*TEXT SHOWN*
════════════════

Feed pad making winter easier

Dairy cows calve in a warmer, drier environment, on Dean Alexander’s feed, calving and wintering pad, on his property near Lochiel. Photo: Yvonne O'Hara
Dairy cows calve in a warmer, drier environment, on Dean Alexander’s feed, calving and wintering pad, on his property near Lochiel. Photo: Yvonne O'Hara
Although Dean and Suzanne Alexander have two farms and run 1200 cows near Winton, they no longer grow crops to winter feed their dairy cows.

Their cows no longer calve out in paddocks in all weather and their staff no longer have to pick them up day or night.

Originally from a sheep and beef background in the North Island, the couple and their children: Bridgit (20), Rachael (18) and Luke (14), moved south about 10 years ago.

They had owned their dairy farm since 1993 and had a sharemilker on the property for 15 years, but then bought their own herd for their flat 179ha and 242ha effective milking platforms at Lochiel. Mr Alexander no longer grows crop, preferring to winter stock on grass and baleage, although 400 cows are in a wintering barn.

════════════════

*DATASET EXTRACT*
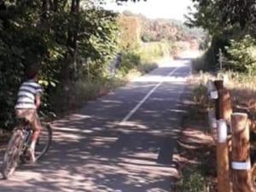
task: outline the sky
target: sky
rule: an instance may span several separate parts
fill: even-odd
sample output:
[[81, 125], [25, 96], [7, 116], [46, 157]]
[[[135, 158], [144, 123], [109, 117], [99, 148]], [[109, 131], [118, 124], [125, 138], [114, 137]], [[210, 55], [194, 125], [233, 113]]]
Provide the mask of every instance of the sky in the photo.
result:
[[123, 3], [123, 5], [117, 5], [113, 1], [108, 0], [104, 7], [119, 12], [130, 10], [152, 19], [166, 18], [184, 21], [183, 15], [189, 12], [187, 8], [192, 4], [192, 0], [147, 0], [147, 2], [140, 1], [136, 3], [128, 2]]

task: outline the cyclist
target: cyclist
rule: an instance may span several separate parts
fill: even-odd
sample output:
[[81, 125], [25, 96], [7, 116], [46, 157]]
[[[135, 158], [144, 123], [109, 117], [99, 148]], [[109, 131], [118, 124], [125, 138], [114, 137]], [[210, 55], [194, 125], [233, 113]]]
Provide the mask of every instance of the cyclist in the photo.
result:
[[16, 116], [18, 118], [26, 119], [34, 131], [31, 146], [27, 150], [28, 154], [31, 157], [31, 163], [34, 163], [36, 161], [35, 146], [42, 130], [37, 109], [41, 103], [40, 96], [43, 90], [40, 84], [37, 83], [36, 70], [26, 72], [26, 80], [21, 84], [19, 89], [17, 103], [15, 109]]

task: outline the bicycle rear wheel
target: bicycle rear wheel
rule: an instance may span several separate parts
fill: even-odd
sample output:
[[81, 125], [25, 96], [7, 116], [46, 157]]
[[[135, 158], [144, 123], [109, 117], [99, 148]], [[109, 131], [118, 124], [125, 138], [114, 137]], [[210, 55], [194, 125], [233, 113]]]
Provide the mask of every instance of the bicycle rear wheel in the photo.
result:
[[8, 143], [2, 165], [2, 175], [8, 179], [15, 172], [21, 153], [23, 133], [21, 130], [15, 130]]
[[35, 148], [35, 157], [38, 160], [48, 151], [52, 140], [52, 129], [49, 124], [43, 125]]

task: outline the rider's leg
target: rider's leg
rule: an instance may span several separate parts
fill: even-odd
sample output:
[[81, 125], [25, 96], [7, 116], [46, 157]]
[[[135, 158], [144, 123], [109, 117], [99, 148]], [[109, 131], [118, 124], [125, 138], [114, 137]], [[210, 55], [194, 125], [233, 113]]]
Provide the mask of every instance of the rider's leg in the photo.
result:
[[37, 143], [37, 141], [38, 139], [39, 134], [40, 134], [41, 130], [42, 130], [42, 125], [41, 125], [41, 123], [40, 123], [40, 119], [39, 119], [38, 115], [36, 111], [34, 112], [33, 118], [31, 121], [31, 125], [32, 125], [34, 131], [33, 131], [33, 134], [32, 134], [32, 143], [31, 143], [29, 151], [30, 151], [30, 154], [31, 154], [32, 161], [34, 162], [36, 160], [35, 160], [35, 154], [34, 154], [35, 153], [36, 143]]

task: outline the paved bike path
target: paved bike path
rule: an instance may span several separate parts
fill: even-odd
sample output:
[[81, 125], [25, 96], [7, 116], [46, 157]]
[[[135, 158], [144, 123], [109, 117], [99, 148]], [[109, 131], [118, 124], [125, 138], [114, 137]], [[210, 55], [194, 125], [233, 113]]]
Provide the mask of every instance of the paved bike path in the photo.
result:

════════════════

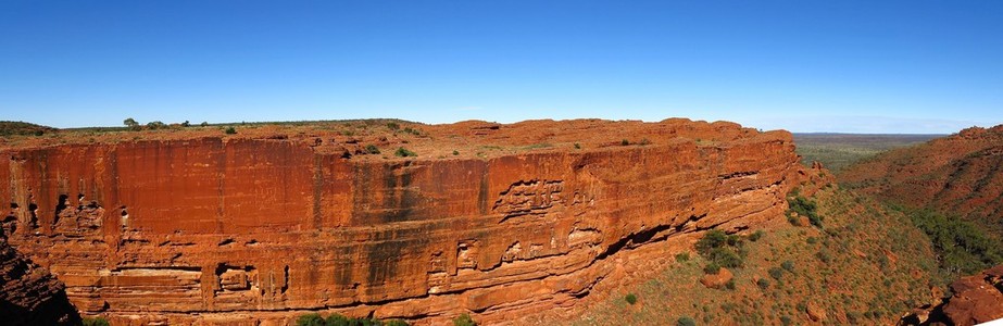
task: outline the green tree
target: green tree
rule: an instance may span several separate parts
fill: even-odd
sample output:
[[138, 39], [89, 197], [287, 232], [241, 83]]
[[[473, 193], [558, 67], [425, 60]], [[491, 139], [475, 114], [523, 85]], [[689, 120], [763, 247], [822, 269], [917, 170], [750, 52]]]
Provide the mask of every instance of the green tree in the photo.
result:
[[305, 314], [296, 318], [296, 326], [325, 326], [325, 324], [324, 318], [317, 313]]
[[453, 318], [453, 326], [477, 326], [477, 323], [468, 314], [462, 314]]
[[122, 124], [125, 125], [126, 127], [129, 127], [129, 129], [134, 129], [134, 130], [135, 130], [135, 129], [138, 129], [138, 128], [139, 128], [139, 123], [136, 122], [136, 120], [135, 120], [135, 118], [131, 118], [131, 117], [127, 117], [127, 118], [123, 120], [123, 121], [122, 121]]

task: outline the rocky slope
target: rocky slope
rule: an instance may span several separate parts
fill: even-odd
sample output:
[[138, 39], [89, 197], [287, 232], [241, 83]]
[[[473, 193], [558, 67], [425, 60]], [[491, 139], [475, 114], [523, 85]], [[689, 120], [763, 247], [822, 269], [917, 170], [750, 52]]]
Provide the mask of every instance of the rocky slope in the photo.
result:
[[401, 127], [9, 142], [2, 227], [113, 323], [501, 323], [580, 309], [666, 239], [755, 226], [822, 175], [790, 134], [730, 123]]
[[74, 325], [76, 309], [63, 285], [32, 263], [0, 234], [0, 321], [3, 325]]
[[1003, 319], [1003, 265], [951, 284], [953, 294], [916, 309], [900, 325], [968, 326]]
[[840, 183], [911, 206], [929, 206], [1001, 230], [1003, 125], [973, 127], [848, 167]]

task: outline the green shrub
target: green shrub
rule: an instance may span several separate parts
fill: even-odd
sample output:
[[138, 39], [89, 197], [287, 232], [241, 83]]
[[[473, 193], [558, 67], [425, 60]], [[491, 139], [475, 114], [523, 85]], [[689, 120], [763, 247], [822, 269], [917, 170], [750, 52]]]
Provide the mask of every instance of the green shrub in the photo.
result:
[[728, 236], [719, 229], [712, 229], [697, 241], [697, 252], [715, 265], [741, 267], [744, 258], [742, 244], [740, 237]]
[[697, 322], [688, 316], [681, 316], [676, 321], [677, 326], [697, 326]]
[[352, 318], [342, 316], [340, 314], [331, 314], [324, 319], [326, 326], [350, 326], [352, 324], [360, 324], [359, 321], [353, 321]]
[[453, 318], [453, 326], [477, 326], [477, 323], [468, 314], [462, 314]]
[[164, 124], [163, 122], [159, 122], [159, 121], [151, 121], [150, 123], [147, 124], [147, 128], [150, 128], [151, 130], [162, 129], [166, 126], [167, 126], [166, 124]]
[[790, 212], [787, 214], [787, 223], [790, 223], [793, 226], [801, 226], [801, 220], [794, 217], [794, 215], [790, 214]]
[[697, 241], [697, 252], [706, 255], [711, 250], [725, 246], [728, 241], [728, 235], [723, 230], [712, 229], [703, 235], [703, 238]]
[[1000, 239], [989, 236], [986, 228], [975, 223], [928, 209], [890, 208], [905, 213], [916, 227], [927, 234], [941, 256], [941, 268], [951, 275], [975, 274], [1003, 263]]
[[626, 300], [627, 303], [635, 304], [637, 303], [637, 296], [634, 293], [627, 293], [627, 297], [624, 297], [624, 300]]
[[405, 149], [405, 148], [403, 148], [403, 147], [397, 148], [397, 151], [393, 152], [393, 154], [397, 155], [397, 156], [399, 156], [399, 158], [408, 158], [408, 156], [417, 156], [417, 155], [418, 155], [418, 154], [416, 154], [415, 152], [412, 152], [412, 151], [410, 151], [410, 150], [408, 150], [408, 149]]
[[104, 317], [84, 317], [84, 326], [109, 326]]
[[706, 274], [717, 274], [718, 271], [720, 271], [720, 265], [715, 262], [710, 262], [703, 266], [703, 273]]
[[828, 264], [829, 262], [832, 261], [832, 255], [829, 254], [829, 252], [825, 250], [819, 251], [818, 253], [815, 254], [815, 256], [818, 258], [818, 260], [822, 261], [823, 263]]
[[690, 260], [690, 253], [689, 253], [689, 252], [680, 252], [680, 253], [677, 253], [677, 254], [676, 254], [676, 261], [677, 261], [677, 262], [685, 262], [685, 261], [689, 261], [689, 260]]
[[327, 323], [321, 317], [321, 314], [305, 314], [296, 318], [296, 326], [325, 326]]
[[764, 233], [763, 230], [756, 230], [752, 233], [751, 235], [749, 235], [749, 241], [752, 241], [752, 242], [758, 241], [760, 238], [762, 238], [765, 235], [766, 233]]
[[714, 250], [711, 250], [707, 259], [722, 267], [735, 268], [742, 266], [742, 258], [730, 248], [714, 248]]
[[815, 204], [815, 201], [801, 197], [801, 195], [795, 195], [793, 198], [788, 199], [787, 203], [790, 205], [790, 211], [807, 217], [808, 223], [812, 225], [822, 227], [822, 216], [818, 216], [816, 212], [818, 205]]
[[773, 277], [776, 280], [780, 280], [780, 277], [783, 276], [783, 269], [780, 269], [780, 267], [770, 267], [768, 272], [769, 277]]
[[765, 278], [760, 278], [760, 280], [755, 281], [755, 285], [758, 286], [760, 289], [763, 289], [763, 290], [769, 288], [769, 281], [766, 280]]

════════════════

*TASK LIST*
- a) According to the feed pad article, why does Mr. Alexander no longer grow crop for winter feed?
- b) From the feed pad article, write out the passage that begins at the words "Feed pad making" and stops after "10 years ago.".

*RESPONSES TO THE EXERCISE*
- a) He prefers to winter his stock on grass and baleage. Even so, 400 cows are kept in a wintering barn.

- b)
Feed pad making winter easier

Dairy cows calve in a warmer, drier environment, on Dean Alexander’s feed, calving and wintering pad, on his property near Lochiel. Photo: Yvonne O'Hara
Dairy cows calve in a warmer, drier environment, on Dean Alexander’s feed, calving and wintering pad, on his property near Lochiel. Photo: Yvonne O'Hara
Although Dean and Suzanne Alexander have two farms and run 1200 cows near Winton, they no longer grow crops to winter feed their dairy cows.

Their cows no longer calve out in paddocks in all weather and their staff no longer have to pick them up day or night.

Originally from a sheep and beef background in the North Island, the couple and their children: Bridgit (20), Rachael (18) and Luke (14), moved south about 10 years ago.